Travail à faire: Recopiez mot pour mot le passage du texte sur la mise en scène qui commence par « GDS : Zach est, à » et va jusqu'à « plutôt que d’assombrir. ».

Texte affiché:
-*-
FD : Nous avons voulu accentuer ce trait pour mettre en évidence les personnages issus de l'imagination ou des souvenirs de Zach. Deux réalités s'opposent : celle de Zach, un jeune homme s'adressant au public dans une tentative de rapport direct et de compréhension, et celle des adultes, lointaine, grotesque et composée. Dans la pièce, un travail est réalisé sur la profondeur et les jeux de focus. Les couleurs jouent un rôle essentiel pour préciser certains éléments, diriger le regard et laisser des indices destinés au spectateur au fur et à mesure du spectacle. Cela nous permet aussi de déployer un imaginaire plus flamboyant.

GDS : Zach est, à mes yeux, un personnage très pudique. Il ne dira jamais s’il est triste ni n’avouera que quelque chose ne va pas ; il préfère adopter un ton enjoué, comme si tout allait bien. Sa façon de raconter une histoire est de le faire avec joie. Je pense que la mise en scène s’inscrit dans cette même démarche : elle reflète cette pudeur propre à Zach, qui préfère raconter ainsi, plutôt que d’assombrir.

La scénographie joue sur les éléments du décor, les couleurs des costumes, et les tailles des objets. Que cela peut-il symboliser ?

FD : Ce jeu montre que le regard de Zach constate que quelque chose déraille. Zach est toujours un peu trop grand ou un peu trop petit pour les objets et les personnes qui l'entourent, dans un entre-deux symbolisant son cheminement, son passage à l'âge adulte notamment. L’objectif est de créer un décor mobile qui évolue entièrement autour de Zach et des autres personnages pour illustrer sa déambulation dans la ville. Tous les décors sont imaginés comme un jeu de construction, à partir de neuf cubes qui s’empilent et se défont, manipulés par les acteurs et les actrices acceptant de se prêter au jeu de l'enquête menée par Zach. Cette petite architecture modulaire recompose tous les espaces traversés par Zach.
-*-
Lignes:

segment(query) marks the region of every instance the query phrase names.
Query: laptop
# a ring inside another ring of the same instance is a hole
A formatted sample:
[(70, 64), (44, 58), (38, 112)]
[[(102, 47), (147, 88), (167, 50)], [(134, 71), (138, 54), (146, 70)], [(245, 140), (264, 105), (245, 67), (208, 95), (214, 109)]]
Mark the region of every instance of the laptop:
-*-
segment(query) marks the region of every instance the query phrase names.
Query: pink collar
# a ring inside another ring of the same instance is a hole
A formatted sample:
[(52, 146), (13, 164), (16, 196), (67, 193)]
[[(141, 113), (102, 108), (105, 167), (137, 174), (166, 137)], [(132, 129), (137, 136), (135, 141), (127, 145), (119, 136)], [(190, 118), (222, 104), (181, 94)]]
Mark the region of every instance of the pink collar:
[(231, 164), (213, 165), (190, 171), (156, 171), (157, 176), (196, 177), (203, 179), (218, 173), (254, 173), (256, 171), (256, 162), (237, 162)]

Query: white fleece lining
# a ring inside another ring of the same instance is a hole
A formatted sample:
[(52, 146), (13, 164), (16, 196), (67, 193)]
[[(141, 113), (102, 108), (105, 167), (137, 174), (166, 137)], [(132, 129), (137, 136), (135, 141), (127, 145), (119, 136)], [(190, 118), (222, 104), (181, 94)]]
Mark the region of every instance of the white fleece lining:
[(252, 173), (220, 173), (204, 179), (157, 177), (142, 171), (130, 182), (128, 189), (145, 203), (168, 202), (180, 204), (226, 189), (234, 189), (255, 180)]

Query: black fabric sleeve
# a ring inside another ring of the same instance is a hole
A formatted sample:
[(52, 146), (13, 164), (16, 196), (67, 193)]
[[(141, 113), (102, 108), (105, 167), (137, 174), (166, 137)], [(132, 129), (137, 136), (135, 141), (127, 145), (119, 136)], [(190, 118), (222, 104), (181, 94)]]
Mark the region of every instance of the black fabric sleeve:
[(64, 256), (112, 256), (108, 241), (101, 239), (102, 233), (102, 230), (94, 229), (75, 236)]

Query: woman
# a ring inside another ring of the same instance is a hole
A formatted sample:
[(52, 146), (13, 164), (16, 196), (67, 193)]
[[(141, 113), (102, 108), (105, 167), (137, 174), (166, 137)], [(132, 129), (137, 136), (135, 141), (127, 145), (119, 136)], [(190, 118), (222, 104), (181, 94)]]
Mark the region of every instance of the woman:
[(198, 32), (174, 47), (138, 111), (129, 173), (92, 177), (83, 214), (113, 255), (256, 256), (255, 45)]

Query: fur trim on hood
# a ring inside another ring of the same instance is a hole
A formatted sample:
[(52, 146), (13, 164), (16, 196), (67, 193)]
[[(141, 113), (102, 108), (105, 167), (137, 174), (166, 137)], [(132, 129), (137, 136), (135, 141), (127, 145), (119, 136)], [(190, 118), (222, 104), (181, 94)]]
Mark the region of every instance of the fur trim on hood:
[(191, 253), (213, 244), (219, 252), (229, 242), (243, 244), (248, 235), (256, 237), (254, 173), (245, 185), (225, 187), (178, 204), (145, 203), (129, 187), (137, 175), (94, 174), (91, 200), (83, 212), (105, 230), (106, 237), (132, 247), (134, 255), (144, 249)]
-*-
Résultat de l'exercice:
GDS : Zach est, à mes yeux, un personnage très pudique. Il ne dira jamais s’il est triste ni n’avouera que quelque chose ne va pas ; il préfère adopter un ton enjoué, comme si tout allait bien. Sa façon de raconter une histoire est de le faire avec joie. Je pense que la mise en scène s’inscrit dans cette même démarche : elle reflète cette pudeur propre à Zach, qui préfère raconter ainsi, plutôt que d’assombrir.